■ Data ■
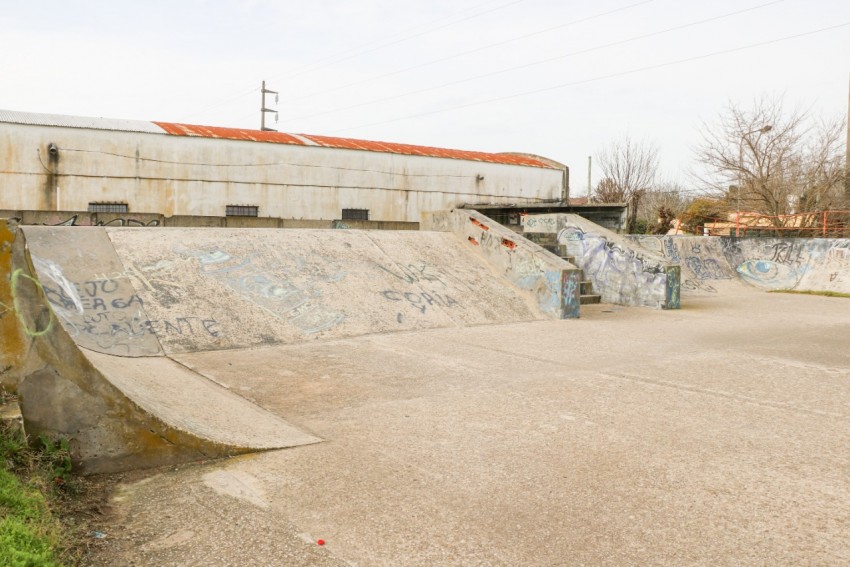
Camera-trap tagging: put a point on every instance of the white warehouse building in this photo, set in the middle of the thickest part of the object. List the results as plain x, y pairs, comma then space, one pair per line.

...

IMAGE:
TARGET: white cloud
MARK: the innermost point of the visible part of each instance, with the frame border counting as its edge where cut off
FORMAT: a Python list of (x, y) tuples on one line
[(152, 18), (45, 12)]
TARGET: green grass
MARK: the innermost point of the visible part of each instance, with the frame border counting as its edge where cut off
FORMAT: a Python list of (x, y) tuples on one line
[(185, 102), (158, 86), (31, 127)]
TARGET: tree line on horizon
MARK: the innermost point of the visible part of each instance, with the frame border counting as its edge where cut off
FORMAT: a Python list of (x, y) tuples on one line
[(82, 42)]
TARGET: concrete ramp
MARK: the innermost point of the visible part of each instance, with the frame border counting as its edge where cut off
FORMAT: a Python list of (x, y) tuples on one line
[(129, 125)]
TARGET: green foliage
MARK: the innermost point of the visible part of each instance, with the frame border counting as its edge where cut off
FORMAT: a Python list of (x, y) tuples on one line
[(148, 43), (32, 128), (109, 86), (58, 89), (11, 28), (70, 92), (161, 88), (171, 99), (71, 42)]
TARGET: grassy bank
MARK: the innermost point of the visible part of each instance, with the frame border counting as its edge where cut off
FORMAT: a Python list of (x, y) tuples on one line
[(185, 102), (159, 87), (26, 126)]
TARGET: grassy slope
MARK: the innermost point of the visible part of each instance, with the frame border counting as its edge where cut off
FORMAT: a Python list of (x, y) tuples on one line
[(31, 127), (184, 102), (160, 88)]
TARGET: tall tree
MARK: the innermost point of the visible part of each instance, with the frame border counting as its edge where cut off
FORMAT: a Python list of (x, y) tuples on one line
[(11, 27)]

■ Aim of the task ■
From the entries above, extract every line where the word "green" appears.

■ Answer space ■
TARGET: green grass
TARGET: green foliage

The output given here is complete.